[[ Dataset extract open ]]

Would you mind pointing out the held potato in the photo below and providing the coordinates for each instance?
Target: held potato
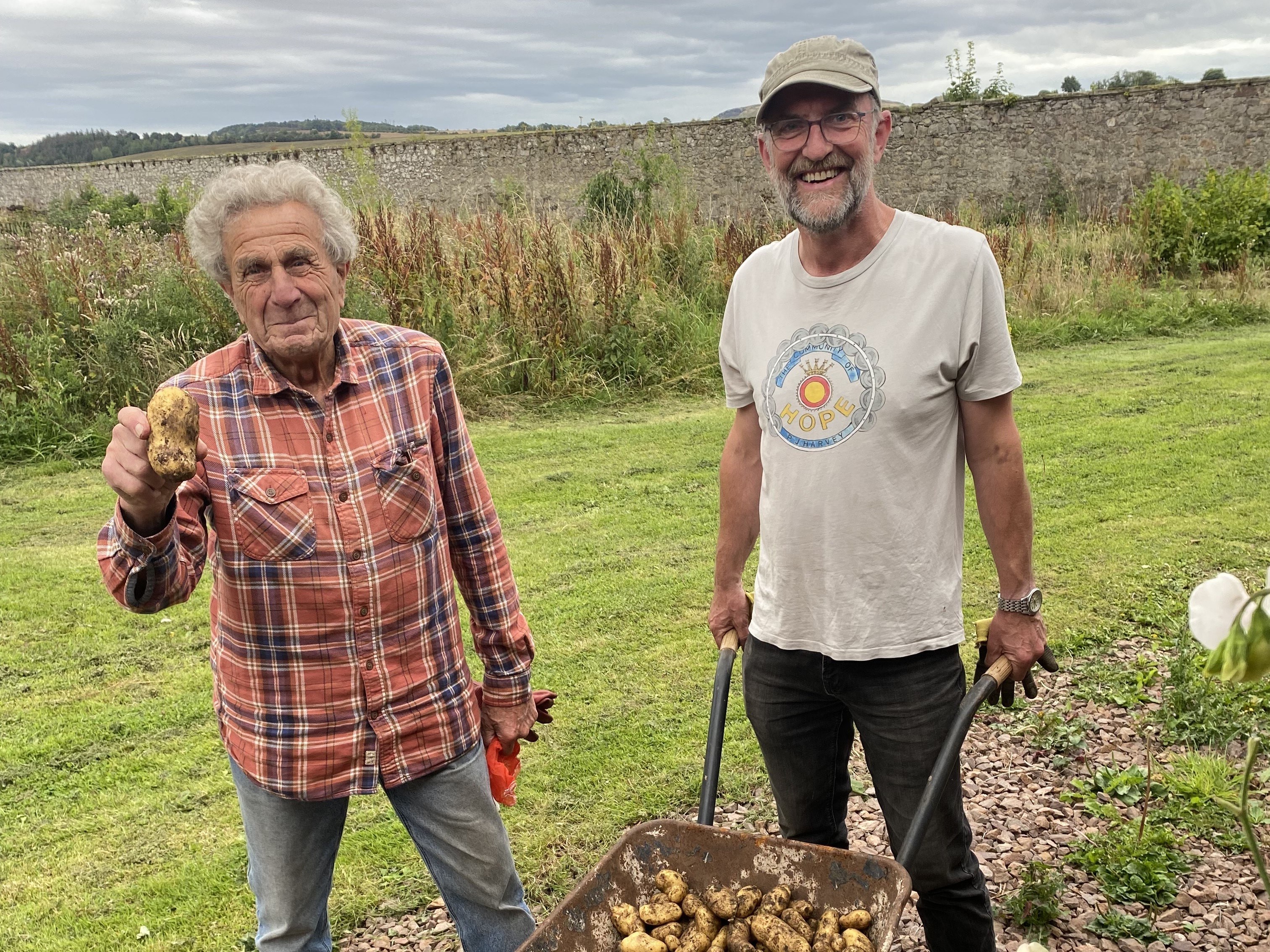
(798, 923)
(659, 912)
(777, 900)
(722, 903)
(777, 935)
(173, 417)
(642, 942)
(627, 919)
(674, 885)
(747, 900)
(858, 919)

[[ Dataset extract closed ]]
[[ Dataset extract open ]]

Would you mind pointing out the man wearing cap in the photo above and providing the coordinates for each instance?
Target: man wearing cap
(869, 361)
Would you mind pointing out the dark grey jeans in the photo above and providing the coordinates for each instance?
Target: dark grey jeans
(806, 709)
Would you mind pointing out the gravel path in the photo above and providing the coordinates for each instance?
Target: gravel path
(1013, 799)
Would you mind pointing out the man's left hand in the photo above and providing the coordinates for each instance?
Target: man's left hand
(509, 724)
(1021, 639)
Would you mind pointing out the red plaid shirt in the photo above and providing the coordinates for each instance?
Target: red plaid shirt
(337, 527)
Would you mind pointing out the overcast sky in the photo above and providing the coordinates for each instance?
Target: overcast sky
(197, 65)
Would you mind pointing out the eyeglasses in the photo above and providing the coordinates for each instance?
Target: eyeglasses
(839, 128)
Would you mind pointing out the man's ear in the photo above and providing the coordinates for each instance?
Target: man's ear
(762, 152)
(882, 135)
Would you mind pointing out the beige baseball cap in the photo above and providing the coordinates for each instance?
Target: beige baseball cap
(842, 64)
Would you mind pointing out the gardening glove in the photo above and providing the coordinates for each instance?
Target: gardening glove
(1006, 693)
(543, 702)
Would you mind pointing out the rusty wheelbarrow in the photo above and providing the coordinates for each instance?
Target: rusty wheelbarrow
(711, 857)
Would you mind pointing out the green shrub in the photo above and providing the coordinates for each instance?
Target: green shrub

[[ Dataset extract closed ]]

> What needs to be done
Look above for the line holding "Target: man's ear" and the line holding "Would you mind pointing out the rusty". Retype both, and every line between them, word for word and nothing else.

> Task solution
Target: man's ear
(762, 152)
(882, 135)
Would you mind pointing out the beige baseball cap in the photo above and providing the coordinates for each instance?
Target: beige baseball cap
(842, 64)
Would you mind pointing out the gardening glove in the photo above and providing the coordinates for each instance?
Target: gardening glove
(1006, 693)
(543, 702)
Would you mind pointing out the rusty wheelbarrow in the photo above and providing the coordinates for each instance?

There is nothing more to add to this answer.